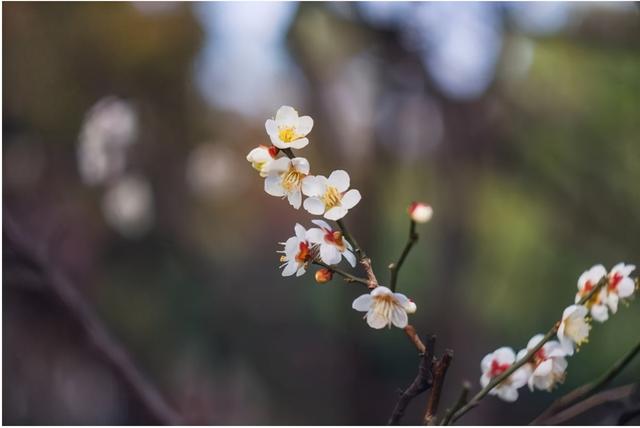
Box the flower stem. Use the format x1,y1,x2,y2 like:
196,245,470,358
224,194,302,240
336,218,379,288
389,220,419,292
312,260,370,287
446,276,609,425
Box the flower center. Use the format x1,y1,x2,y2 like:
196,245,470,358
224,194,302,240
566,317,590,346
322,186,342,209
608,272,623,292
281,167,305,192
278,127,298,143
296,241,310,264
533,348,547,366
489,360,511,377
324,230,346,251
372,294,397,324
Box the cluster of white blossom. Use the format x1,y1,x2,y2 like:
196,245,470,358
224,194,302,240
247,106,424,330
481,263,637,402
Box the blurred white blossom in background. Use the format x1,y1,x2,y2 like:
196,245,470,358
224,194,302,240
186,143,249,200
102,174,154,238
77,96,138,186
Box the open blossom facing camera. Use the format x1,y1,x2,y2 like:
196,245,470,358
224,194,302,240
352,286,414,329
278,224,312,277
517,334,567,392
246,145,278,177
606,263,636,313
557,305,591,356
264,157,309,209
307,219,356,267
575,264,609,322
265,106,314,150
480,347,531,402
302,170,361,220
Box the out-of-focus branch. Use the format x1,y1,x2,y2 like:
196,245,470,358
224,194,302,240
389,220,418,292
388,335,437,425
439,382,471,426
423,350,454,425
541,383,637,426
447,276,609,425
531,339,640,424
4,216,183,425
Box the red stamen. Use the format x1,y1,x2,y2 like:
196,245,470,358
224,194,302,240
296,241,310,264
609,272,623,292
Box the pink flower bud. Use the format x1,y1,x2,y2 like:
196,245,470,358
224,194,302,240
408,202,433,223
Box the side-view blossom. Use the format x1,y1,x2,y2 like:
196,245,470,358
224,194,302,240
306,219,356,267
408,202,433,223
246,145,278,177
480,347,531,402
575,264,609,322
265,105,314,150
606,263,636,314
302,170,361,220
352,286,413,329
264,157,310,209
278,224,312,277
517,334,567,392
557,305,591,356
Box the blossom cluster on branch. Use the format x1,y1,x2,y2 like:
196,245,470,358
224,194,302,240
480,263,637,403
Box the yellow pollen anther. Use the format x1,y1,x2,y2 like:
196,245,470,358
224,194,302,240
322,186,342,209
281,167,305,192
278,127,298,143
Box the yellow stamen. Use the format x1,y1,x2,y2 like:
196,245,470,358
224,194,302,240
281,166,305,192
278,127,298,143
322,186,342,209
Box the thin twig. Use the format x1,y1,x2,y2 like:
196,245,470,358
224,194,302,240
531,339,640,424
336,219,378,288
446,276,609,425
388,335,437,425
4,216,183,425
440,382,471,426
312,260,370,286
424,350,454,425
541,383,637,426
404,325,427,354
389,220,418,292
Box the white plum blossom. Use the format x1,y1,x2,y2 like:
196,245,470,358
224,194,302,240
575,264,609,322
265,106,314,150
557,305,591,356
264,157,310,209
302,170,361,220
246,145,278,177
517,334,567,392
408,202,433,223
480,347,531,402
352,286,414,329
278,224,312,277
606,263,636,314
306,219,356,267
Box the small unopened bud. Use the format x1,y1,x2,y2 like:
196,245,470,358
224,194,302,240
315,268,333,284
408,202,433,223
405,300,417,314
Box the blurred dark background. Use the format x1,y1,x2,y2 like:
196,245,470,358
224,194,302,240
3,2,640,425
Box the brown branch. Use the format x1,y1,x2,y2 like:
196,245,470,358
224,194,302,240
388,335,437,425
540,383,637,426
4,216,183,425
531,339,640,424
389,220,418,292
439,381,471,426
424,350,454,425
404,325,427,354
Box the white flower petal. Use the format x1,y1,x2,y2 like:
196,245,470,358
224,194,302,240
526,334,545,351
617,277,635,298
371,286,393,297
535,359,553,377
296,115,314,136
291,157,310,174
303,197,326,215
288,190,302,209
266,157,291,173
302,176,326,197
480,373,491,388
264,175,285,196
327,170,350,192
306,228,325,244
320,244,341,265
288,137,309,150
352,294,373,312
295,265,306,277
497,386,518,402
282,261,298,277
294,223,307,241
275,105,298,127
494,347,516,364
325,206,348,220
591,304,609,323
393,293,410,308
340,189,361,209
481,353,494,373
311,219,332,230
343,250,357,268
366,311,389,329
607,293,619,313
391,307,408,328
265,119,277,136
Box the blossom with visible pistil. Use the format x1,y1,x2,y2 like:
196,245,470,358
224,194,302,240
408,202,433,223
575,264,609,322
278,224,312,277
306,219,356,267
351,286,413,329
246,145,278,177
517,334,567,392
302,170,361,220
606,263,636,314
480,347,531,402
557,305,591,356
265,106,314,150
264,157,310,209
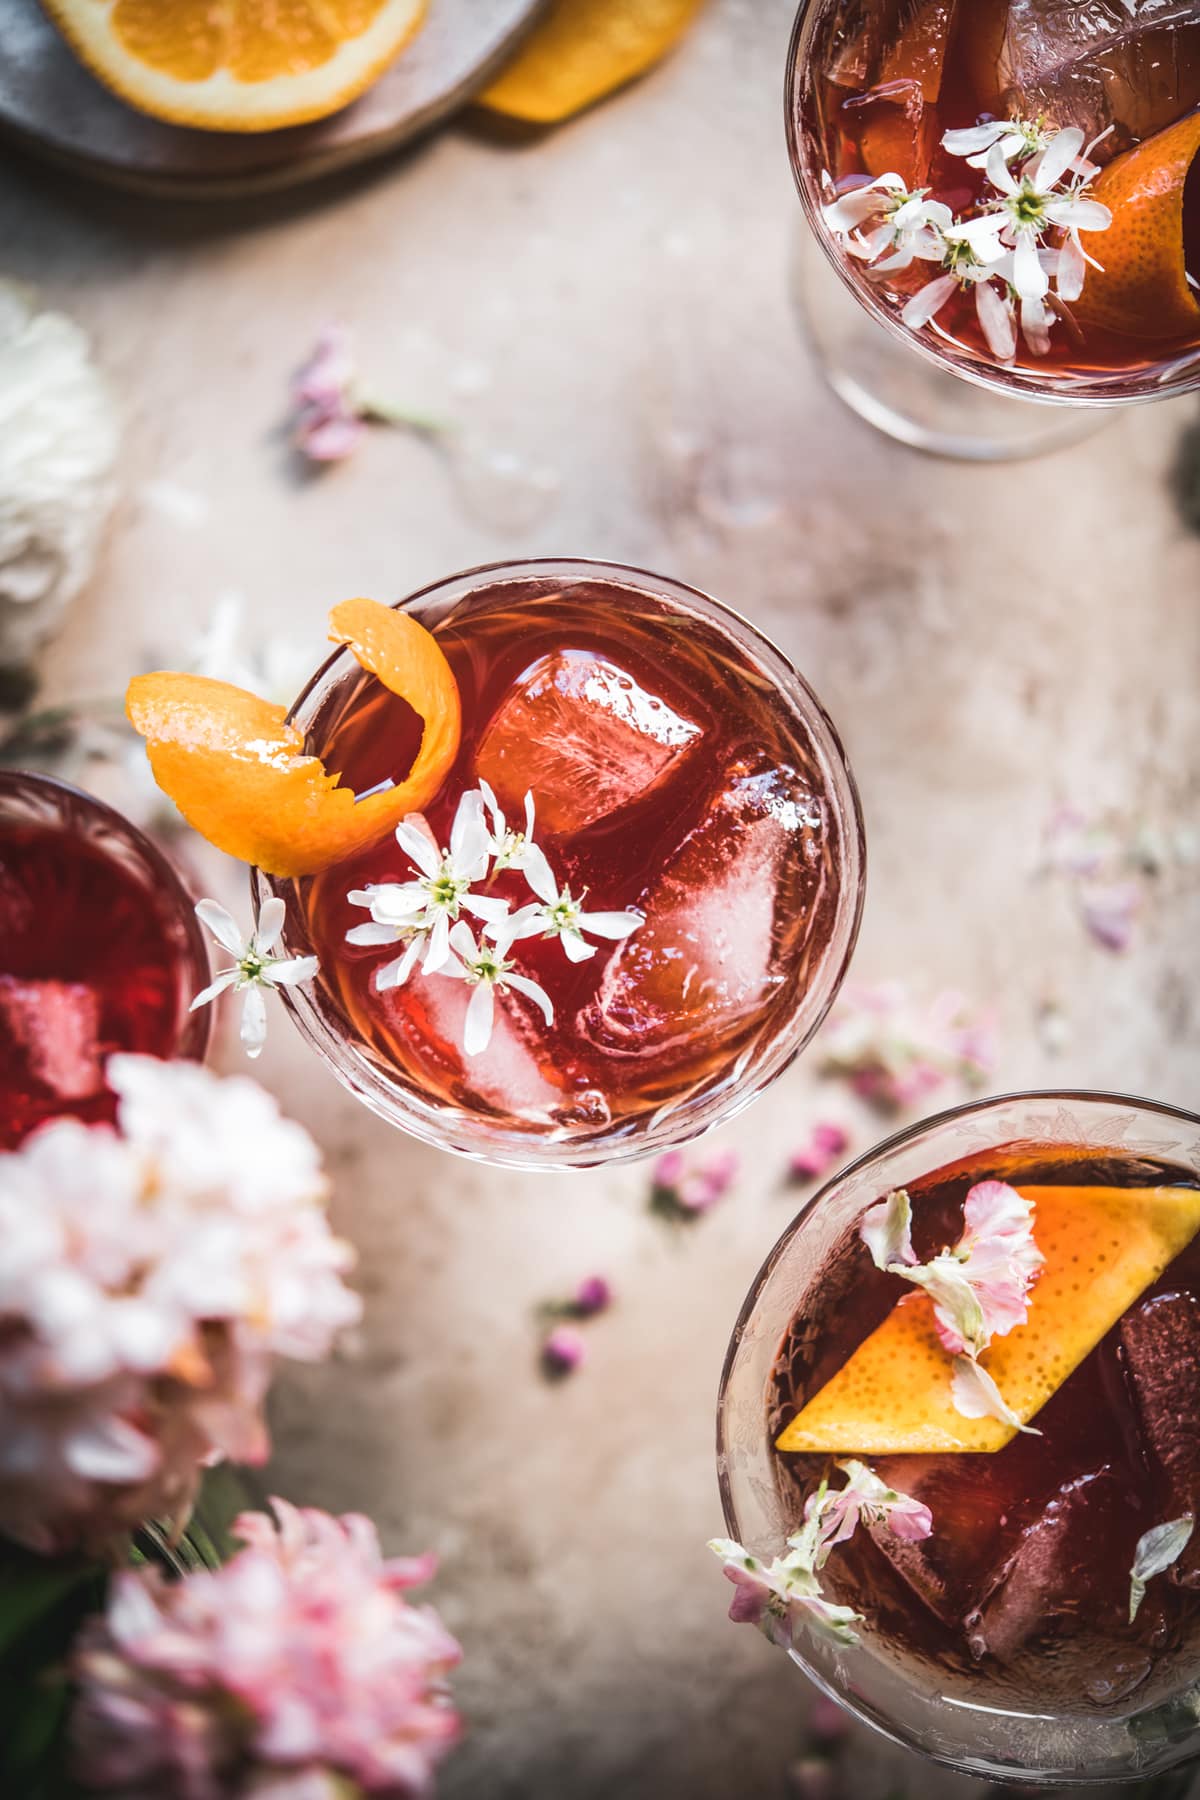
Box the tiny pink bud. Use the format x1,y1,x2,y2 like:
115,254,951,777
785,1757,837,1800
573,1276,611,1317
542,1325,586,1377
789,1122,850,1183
---
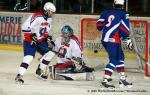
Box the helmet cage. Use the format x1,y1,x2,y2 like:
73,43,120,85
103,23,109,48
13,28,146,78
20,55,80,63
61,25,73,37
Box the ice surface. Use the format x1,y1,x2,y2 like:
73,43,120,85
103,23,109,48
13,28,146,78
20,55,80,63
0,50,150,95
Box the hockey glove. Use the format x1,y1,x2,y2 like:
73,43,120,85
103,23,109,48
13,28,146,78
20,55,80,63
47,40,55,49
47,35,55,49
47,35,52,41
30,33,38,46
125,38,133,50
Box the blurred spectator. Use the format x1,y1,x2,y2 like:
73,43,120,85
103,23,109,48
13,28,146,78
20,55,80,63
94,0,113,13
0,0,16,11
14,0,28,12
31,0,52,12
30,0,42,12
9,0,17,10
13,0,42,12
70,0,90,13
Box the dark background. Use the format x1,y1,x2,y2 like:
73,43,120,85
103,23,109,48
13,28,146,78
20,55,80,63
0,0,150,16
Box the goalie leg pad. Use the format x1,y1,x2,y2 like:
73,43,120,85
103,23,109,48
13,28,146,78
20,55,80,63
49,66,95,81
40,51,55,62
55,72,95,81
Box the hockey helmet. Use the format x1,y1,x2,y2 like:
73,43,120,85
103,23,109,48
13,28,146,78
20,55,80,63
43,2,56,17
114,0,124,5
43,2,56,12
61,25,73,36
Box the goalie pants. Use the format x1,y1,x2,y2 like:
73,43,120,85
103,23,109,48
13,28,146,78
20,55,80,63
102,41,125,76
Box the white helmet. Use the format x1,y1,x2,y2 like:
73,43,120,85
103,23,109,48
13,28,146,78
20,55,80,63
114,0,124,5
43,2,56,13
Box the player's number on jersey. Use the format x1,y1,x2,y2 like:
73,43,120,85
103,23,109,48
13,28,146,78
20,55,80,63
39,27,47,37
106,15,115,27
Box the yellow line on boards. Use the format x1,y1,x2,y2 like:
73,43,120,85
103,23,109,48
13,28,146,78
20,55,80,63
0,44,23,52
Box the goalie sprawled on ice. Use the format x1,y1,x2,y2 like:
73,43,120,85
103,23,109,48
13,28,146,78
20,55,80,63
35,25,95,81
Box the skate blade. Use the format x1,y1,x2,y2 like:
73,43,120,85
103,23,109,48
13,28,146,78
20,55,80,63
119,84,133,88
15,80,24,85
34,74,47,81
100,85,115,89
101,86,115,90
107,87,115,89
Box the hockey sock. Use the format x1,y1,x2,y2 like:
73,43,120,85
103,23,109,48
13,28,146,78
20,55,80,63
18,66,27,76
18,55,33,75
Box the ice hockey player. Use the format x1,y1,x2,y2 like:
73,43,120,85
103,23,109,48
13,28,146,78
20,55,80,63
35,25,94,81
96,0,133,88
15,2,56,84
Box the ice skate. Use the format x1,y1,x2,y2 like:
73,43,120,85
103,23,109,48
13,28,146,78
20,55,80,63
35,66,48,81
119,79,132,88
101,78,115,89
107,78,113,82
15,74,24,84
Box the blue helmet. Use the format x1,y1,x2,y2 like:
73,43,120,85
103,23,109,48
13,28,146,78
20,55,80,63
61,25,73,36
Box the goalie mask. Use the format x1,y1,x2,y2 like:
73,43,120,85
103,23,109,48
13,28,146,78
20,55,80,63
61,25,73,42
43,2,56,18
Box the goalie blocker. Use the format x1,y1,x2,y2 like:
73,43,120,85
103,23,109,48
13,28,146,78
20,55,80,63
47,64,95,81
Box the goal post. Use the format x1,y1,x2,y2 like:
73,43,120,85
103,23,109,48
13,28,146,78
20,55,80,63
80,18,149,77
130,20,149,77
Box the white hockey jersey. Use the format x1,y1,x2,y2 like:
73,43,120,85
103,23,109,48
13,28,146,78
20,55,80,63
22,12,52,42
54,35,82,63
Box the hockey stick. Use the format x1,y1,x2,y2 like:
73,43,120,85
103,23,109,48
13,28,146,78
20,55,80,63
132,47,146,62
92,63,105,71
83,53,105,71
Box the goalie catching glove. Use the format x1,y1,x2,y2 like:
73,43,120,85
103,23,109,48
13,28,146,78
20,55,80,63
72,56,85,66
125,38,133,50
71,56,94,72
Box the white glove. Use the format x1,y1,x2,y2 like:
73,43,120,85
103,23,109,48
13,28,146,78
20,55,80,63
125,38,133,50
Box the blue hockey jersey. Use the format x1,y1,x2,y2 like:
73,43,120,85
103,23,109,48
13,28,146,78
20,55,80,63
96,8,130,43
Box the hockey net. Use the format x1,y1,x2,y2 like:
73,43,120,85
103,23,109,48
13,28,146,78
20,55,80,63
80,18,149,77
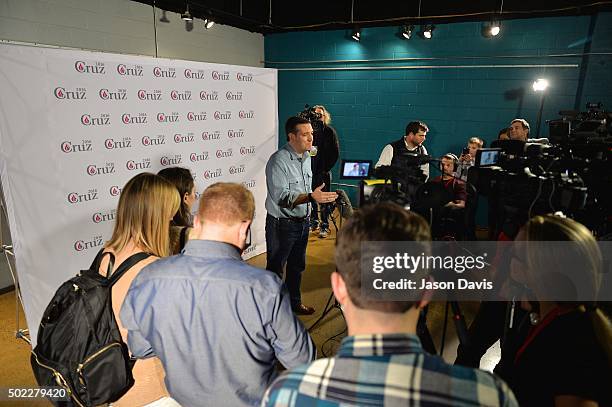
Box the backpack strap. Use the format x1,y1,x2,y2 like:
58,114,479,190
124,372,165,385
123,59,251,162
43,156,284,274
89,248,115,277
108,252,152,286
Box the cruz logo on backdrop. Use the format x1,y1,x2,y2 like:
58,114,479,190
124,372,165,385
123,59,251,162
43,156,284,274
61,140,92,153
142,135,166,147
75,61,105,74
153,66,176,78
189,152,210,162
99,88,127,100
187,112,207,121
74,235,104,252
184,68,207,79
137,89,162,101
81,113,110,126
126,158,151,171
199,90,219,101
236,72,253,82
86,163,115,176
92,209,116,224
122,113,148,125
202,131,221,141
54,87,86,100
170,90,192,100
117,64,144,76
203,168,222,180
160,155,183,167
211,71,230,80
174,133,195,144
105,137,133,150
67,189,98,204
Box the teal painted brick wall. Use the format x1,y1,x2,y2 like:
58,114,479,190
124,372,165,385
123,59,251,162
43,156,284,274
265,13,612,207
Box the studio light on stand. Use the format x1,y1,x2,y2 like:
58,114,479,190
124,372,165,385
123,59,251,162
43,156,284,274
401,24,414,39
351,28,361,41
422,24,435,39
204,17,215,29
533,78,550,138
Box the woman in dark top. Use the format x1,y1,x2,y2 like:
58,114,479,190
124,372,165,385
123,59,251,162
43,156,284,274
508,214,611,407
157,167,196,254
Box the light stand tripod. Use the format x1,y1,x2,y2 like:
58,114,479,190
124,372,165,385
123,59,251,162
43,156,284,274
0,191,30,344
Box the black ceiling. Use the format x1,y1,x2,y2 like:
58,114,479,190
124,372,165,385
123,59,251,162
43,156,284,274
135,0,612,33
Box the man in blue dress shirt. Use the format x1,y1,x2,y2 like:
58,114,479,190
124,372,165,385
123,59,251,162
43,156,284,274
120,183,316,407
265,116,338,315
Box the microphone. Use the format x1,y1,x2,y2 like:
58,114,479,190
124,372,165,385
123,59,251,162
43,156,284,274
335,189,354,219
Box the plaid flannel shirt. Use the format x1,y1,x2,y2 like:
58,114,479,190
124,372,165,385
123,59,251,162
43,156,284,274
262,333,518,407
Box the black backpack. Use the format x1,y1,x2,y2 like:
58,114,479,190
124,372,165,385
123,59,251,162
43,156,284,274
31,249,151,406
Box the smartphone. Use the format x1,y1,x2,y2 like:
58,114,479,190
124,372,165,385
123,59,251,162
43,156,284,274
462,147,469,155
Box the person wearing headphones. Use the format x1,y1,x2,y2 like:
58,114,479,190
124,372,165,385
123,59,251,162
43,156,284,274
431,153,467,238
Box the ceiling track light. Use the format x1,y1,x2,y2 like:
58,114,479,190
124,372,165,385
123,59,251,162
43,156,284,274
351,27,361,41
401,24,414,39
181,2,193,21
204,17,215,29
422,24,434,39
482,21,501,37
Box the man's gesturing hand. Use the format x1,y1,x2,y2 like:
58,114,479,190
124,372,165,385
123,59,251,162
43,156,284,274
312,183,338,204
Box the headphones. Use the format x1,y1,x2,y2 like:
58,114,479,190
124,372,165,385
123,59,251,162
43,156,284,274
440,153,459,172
---
● **EXERCISE PROMPT**
Scan the material above for the string "background" and return the lines that hold it.

● **EXERCISE OUTPUT**
Box the blurred white blossom in background. Use the format x1,y1,x2,y2 like:
Box the blurred dark background. Use the format x1,y1,x2,y2 like:
Box the dark background. Use the format x1,y1,x2,y2 like:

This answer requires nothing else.